#### SELECTED TEXT
[PATCHv3 2/9] ARM: OMAP2+: AM33XX: control: Add some control module registers and APIs
Russ Dill
russ.dill at gmail.com
Wed Aug 14 15:16:38 EDT 2013
On Wed, Aug 14, 2013 at 10:27 AM, Suman Anna <s-anna at ti.com> wrote:
> Kevin, Santosh, Dave, Russ,
>
> On 08/13/2013 02:11 PM, Kevin Hilman wrote:
>> Russ Dill <russ.dill at gmail.com> writes:
>>
>>>>>> ARM world is also moving towards that by standardizing some of these
>>>>>> through (read PSCI) and thats the way to go in general.
>>>>>
>>>>> Agreed, but I'm not sure (yet) about enforcing PSCI on legacy platforms
>>>>> that don't support it natively. Are you saying that the AM33xx firmware
>>>>> should be converted to be PSCI compliant? Admittedly, I haven't read
>>>>> the PSCI spec closely, but I'm wondering if the current role splitting
>>>>> between MPU and M3 fits well with PSCI.
>>>>>
>>>> I didn't mean for the AM3XXX specifically because its current job is rather
>>>> very limited. i.e suspend. My concern is that IPC is not viewed as
>>>> an option for power management controllers like M3 which can abstract
>>>> all the hardware gory details and export a simpled interface for OS
>>>> in form of PSCI/ACPI.
>>>
>>> The IPC between the M3 and the A8 on the am335x is just a pair of
>>> notification mechanisms (one from the A8, mailbox, and one from the
>>> M3, sev) and a set of 8 32 bit registers. The 8 32 bit registers are
>>> just a scratchpad and have no access rules or functionality beyond
>>> being a scratchpad. How complicated do we want to make this?

#### DATASET CONTENT

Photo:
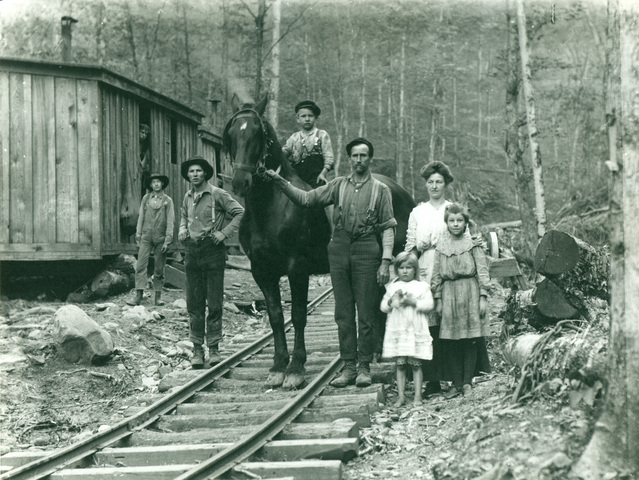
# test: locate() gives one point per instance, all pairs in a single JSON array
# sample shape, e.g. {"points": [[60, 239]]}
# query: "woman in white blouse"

#### WHAT YOU WILL DO
[1] In the message, what set of registers is shared between the M3 and the A8 on the am335x?
[2] Name every person Suman Anna addresses in the greeting line of the message.
The listing comes from a source separate from the message.

#### ANSWERS BELOW
[1] A set of 8 32 bit registers that serve only as a scratchpad.

[2] Kevin, Santosh, Dave, Russ